Pull out every line of the listing that contains the word "black", and copy each one in full.

— Begin Excerpted data —

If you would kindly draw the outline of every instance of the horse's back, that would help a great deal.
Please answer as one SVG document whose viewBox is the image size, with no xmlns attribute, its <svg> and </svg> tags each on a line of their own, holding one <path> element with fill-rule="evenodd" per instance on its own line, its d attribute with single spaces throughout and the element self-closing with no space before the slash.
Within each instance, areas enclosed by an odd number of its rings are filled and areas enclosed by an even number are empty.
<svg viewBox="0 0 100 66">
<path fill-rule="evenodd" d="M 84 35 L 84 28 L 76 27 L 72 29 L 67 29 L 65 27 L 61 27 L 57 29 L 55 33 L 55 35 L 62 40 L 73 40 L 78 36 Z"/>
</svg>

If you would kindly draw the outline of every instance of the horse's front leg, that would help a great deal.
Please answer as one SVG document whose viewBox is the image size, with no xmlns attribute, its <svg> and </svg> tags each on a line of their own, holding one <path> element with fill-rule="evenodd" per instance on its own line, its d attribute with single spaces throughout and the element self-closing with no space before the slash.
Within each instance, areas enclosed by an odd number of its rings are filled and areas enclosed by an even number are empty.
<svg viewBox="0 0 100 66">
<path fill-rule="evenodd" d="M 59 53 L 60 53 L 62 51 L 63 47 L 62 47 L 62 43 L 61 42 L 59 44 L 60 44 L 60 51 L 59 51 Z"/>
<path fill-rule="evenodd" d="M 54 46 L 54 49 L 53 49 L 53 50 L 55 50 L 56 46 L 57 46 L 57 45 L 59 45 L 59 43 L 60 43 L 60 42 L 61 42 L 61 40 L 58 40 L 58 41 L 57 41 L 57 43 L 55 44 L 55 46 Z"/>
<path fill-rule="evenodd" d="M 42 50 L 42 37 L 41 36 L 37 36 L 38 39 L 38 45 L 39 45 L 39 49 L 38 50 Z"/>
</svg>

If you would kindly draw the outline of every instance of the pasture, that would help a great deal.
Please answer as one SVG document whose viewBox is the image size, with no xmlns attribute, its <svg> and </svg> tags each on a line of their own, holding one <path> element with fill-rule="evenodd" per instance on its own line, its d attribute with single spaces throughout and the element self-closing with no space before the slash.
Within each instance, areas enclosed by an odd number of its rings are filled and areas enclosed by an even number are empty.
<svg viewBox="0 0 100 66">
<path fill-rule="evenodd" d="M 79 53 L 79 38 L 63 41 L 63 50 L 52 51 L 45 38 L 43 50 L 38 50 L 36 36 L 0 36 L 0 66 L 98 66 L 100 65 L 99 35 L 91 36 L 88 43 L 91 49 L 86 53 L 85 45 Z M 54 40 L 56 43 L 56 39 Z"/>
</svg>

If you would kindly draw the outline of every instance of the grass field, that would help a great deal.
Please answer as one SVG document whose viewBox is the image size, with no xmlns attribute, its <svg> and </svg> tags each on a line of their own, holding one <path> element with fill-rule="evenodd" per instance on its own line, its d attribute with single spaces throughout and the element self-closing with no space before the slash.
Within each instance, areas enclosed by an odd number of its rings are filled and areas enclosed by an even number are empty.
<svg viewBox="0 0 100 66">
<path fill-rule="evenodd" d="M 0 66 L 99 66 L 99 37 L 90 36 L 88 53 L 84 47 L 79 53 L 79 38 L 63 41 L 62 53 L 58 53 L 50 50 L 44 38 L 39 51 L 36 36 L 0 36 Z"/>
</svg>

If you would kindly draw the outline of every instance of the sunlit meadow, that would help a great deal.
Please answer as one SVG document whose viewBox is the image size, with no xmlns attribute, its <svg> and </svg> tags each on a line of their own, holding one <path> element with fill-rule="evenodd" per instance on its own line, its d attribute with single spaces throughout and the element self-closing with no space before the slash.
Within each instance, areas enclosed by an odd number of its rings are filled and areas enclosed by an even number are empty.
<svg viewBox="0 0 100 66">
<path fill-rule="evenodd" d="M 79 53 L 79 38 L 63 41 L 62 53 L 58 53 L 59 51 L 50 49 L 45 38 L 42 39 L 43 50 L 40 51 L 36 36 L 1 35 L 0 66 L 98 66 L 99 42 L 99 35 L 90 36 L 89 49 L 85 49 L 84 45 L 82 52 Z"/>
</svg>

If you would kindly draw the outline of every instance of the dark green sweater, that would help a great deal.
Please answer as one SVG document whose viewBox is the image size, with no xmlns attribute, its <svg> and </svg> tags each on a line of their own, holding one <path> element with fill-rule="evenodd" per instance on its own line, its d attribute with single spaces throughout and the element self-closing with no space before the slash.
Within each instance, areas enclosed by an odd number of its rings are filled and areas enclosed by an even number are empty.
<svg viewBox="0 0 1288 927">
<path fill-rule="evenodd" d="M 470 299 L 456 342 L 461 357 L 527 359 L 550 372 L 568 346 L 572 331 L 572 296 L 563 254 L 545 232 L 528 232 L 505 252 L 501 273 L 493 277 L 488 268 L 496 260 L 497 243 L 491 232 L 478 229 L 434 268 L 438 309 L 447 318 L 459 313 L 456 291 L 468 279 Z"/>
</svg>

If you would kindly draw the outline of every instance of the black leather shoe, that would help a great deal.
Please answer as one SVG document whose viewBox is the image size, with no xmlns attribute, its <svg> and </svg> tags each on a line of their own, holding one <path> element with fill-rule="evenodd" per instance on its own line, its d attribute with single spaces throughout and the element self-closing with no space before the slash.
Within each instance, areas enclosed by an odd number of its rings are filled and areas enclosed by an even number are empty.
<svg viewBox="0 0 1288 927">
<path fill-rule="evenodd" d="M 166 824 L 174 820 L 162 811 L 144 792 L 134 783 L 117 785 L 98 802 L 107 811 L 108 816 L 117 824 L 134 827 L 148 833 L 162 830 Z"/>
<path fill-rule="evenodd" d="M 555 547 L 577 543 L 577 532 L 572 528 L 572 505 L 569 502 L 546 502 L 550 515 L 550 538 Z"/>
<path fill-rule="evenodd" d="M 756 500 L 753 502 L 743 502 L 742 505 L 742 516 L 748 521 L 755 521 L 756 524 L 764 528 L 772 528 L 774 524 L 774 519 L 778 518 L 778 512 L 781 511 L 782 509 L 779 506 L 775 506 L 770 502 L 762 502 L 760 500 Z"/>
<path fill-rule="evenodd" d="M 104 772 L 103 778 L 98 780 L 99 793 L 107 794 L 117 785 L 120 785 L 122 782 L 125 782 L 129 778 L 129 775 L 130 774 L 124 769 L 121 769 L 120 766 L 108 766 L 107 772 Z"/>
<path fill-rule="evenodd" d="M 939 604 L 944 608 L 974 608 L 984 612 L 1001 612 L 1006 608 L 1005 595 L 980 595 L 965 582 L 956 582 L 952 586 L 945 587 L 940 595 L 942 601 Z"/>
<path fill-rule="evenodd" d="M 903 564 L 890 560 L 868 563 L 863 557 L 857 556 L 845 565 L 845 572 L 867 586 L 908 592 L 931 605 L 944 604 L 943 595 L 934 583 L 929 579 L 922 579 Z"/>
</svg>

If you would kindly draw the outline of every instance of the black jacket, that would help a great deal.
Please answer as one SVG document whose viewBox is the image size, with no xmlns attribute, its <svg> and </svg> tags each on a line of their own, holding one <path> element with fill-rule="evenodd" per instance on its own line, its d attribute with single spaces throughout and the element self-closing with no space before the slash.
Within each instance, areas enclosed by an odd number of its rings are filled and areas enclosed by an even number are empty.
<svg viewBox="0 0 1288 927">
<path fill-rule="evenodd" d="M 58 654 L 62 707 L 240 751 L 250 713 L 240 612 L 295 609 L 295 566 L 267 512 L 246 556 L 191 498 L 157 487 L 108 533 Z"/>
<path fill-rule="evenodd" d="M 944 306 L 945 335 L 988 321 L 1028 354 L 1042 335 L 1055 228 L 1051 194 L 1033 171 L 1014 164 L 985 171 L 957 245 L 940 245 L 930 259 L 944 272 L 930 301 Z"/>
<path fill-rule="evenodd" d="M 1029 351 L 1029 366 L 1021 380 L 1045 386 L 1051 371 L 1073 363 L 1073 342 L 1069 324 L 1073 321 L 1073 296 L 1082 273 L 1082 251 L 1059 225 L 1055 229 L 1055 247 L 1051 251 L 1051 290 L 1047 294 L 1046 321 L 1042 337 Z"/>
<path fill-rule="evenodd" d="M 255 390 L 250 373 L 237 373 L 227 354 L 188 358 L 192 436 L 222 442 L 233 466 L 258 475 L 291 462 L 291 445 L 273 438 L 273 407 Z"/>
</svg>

— End Excerpted data —
— Begin Excerpted data —

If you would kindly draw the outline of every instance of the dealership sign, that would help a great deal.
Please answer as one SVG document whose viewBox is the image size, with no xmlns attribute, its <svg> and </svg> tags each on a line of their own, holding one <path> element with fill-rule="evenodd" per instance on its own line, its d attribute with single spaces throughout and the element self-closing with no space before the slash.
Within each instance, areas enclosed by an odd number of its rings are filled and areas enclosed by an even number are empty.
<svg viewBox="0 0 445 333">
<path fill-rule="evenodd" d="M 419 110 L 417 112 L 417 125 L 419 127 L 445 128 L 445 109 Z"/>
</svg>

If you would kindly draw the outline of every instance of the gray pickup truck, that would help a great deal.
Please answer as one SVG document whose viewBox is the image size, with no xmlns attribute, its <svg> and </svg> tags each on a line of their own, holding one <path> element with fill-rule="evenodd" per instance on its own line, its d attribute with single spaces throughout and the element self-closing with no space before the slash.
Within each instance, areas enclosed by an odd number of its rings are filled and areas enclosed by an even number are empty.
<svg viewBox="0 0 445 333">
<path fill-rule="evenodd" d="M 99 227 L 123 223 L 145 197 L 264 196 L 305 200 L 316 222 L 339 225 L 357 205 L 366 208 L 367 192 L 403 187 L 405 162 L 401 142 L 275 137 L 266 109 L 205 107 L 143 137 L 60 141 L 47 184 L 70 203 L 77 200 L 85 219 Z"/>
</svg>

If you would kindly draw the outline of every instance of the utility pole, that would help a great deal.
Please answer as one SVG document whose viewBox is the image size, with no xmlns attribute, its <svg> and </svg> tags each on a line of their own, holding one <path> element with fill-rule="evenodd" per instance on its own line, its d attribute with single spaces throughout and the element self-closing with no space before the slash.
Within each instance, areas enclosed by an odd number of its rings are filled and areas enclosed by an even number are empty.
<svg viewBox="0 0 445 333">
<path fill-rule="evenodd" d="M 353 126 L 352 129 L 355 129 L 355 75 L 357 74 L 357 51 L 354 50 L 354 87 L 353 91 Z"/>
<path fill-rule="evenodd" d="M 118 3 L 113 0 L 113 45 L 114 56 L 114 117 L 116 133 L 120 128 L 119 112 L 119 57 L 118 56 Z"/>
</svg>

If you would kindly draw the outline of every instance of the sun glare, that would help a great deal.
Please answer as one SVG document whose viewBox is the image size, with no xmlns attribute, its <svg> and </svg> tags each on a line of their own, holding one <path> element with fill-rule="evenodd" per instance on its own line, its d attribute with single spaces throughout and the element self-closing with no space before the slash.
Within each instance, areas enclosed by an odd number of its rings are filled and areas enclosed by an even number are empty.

— End Excerpted data —

### Answer for this exercise
If you would kindly draw the outline of every instance of the black leather shoe, that would help a great deal.
If you would kindly draw the outline of every instance of the black jacket, that would help a great deal.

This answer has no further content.